Prompt:
Copy all of the records below verbatim, omitting the pictures from your answer.

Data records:
++++++++++
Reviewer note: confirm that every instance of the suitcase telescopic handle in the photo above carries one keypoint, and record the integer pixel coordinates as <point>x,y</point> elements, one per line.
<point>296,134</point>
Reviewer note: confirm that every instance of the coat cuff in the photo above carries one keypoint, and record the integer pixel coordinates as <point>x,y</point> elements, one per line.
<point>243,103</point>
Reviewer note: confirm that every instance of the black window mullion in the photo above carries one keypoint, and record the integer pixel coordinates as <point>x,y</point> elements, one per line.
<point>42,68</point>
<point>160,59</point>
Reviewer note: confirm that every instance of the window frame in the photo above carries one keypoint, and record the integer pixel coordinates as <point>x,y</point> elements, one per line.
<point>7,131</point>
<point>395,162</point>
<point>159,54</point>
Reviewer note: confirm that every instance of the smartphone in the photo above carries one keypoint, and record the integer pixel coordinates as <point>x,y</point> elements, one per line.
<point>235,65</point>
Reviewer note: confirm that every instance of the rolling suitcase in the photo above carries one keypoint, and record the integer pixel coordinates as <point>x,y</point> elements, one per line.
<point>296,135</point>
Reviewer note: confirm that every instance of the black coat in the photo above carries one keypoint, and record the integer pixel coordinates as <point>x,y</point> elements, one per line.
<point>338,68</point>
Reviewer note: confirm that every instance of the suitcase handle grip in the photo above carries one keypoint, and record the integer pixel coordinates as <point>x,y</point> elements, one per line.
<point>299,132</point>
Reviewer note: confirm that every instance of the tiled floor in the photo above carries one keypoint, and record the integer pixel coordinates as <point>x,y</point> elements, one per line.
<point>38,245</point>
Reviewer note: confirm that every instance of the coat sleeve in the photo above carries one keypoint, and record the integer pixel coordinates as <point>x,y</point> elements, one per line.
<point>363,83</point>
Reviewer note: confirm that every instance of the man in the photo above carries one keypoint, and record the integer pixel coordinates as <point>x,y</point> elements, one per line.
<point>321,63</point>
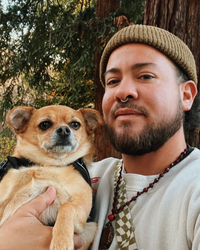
++++++++++
Solution to this problem:
Reviewer note: confirm that every instance of the suitcase telescopic handle in the photo above carries one keypoint, and record the integer pixel coordinates as <point>x,y</point> elements, one per line.
<point>296,134</point>
Reviewer note: confirm that every instance of the coat cuff in the photo above carries one keypoint, and record the integer pixel coordinates as <point>x,y</point> elements, one per line.
<point>243,103</point>
Reviewer note: confirm that every instance of the black window mullion in the photo above carries one keypoint, and record the integer pixel coordinates as <point>x,y</point> elements, one per line.
<point>42,68</point>
<point>160,59</point>
Reviewer note: confirm that every instance of the window frame in the photo above carries one keypoint, and record the integer pixel coordinates as <point>x,y</point> elements, one per line.
<point>7,131</point>
<point>395,162</point>
<point>159,54</point>
Reviewer note: confirm that every instance of the smartphone in the photo above carries one keypoint, and record the integer pixel coordinates as <point>x,y</point> elements, one per line.
<point>235,65</point>
Reviewer note: confirm that every instance of the rolling suitcase in the photo above carries one keypoint, and record the integer pixel coordinates as <point>x,y</point> elements, one per line.
<point>296,135</point>
Reviewer note: confirm that every instance of the black coat in the photo above carries one keypoint, and record the integer pixel coordinates as <point>x,y</point> elements, one per line.
<point>338,68</point>
Reviewer note: confirm that every instance of the suitcase handle grip in the photo above carries one keypoint, and record the integer pixel coordinates as <point>x,y</point> elements, one per line.
<point>299,132</point>
Reviewer note: confirm that every instance of the tiled floor in the photo above carries one keypoint, and record the integer pixel coordinates as <point>x,y</point> elements, one per line.
<point>38,245</point>
Reviewer note: confirm that every instance of the coat sleeve in the photo above carries one keypoint, and record the integer pixel coordinates as <point>x,y</point> elements, one per line.
<point>363,83</point>
Reviewer note: confirm that every instance of the man in the photo above carries one keypoint, and record the integer pixel coordinates as <point>x,y</point> elements, one per line.
<point>321,63</point>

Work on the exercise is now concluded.